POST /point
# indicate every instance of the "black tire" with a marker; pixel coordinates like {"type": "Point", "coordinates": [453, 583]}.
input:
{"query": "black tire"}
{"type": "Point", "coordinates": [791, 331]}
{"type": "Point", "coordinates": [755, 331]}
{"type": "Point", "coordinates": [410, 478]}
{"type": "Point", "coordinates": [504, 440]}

==

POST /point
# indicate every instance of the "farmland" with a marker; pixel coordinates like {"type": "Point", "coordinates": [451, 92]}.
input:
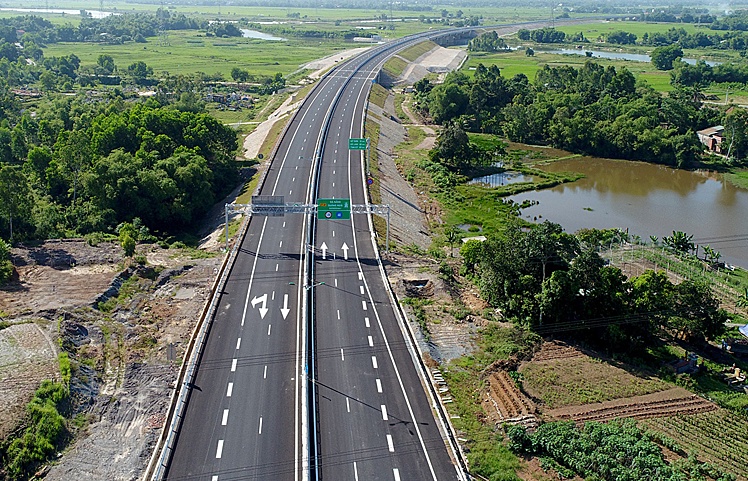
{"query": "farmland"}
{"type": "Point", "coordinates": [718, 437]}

==

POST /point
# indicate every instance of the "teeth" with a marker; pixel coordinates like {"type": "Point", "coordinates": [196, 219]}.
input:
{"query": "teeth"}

What to work on:
What number of lines in the data contain the word "every"? Give the number and nothing else.

Written answer:
3